◆ ACTIVITY
Please copy out the lines in the entries that contain "nose".

[Stored data entries]

_____

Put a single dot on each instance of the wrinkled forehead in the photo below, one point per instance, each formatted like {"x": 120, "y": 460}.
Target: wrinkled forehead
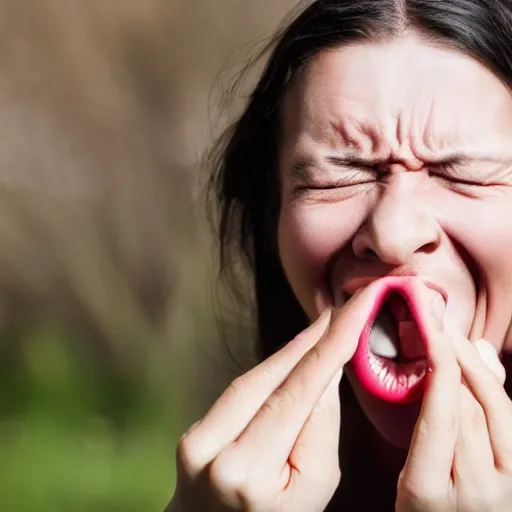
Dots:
{"x": 389, "y": 93}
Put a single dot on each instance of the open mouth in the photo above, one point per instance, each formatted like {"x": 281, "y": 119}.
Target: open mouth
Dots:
{"x": 391, "y": 358}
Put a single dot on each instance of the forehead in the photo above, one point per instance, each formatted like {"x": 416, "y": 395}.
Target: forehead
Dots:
{"x": 389, "y": 93}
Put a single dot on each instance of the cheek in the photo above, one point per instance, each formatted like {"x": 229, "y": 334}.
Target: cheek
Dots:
{"x": 484, "y": 233}
{"x": 309, "y": 237}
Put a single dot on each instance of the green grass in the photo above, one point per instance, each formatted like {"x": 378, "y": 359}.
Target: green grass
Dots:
{"x": 74, "y": 439}
{"x": 46, "y": 467}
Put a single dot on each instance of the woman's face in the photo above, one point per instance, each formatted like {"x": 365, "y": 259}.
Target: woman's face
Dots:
{"x": 396, "y": 159}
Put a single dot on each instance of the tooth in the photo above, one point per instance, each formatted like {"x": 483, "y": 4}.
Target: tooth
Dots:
{"x": 383, "y": 337}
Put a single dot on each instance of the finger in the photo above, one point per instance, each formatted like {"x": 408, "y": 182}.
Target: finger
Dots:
{"x": 315, "y": 453}
{"x": 316, "y": 448}
{"x": 474, "y": 458}
{"x": 291, "y": 404}
{"x": 235, "y": 408}
{"x": 491, "y": 395}
{"x": 490, "y": 357}
{"x": 429, "y": 462}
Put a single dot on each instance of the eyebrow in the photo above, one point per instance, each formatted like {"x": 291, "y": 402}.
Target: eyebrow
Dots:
{"x": 300, "y": 170}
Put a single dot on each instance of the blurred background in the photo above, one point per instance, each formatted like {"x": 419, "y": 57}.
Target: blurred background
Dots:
{"x": 110, "y": 344}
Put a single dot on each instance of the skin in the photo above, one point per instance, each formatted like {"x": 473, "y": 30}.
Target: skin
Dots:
{"x": 405, "y": 212}
{"x": 271, "y": 441}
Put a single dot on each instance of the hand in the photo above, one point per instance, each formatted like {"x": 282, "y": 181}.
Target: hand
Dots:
{"x": 270, "y": 442}
{"x": 460, "y": 457}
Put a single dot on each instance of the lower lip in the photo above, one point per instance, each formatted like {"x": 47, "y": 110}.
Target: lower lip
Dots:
{"x": 390, "y": 380}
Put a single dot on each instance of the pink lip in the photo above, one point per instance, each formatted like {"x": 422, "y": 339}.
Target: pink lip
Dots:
{"x": 385, "y": 379}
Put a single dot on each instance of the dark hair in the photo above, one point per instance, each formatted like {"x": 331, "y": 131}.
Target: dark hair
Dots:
{"x": 245, "y": 181}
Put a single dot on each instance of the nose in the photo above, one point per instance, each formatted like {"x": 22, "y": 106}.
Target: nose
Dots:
{"x": 397, "y": 227}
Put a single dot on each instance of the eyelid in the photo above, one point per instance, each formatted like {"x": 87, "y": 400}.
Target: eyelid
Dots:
{"x": 443, "y": 171}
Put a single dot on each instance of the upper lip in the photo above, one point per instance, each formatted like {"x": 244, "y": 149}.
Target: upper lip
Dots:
{"x": 356, "y": 283}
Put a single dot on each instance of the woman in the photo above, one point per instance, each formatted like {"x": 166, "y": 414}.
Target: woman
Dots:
{"x": 368, "y": 183}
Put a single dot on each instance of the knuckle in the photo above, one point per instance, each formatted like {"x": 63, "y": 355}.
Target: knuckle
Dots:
{"x": 234, "y": 387}
{"x": 227, "y": 478}
{"x": 281, "y": 399}
{"x": 188, "y": 455}
{"x": 414, "y": 495}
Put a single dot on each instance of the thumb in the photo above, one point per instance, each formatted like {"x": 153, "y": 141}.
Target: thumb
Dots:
{"x": 490, "y": 357}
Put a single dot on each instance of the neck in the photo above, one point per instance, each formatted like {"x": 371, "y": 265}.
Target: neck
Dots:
{"x": 367, "y": 461}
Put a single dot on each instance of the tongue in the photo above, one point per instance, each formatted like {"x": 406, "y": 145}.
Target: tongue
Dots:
{"x": 411, "y": 344}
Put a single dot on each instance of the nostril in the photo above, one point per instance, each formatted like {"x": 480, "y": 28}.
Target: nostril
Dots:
{"x": 428, "y": 248}
{"x": 370, "y": 253}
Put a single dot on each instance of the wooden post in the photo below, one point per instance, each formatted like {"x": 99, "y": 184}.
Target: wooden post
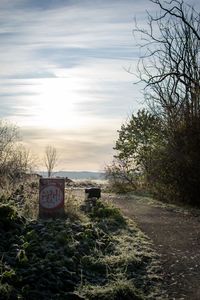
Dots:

_____

◆ YOUR SOLUTION
Put a single dot on each instance of the nose in the photo above, one point per instance, each formatted like {"x": 22, "y": 106}.
Target: nose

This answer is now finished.